> **Alıntı**:
Cuma Özusan

Cuma Özusan

[email protected]

POPÜLİZM HAKKINDA

10 Aralık 2011 - 22:00

Düşünce, bilim, sanat, edebiyat gibi kültür eserleri bir topluma mal edilse de bireyler tarafından meydana getirilmişlerdir. Tarihte topluluğun icat ettiği hiçbir şey yoktur. İnsanlığı tek kişiler ilerletmiştir. Ama ne yazık ki bugün seçkincilik örnek alınacağı yerde, sıradan işporta malı şeyler örnek alınıyor. Kalabalıklar ve halklar dünyanın her yerinde yakın arzularına göre hareket eder ve ekseriya içgüdülerine tabi olurlar. Kendi bencil menfaatlerini düşünür, zahmet ve sıkıntılara katlanmak istemezler.

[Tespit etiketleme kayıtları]

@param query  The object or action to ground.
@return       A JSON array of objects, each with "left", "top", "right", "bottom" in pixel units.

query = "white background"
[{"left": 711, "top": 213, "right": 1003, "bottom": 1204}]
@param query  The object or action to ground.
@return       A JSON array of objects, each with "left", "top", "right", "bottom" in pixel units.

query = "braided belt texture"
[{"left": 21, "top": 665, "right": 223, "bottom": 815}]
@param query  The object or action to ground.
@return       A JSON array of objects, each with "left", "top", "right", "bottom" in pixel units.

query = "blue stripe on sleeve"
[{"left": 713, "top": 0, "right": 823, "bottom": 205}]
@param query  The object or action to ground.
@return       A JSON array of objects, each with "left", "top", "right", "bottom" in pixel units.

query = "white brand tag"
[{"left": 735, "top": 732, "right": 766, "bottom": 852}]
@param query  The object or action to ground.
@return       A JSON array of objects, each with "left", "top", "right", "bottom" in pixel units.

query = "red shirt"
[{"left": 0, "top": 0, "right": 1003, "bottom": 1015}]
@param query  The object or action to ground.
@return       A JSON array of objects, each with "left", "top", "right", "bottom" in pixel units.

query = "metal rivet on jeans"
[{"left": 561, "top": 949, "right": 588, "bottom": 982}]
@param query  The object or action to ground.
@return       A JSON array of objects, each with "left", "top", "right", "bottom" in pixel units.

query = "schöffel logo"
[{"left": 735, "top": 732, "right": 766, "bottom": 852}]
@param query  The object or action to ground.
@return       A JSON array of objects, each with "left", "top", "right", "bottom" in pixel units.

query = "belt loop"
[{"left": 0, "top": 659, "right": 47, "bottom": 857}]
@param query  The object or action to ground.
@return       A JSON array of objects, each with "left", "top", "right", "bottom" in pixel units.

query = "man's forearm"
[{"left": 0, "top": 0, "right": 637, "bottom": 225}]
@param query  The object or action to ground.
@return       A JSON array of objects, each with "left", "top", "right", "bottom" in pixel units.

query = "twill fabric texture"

> **Belirtilen Hedef 1**:
Alıntıya göre insanlığı kimler ilerletmiştir?
> **Belirtilen Hedef 2**:
Listede "belt" dizgesini içeren satırların hepsini göster.

> **Görev Yanıtı 1**:
İnsanlığı tek kişiler ilerletmiştir.

> **Görev Yanıtı 2**:
query = "braided belt texture"
query = "belt loop"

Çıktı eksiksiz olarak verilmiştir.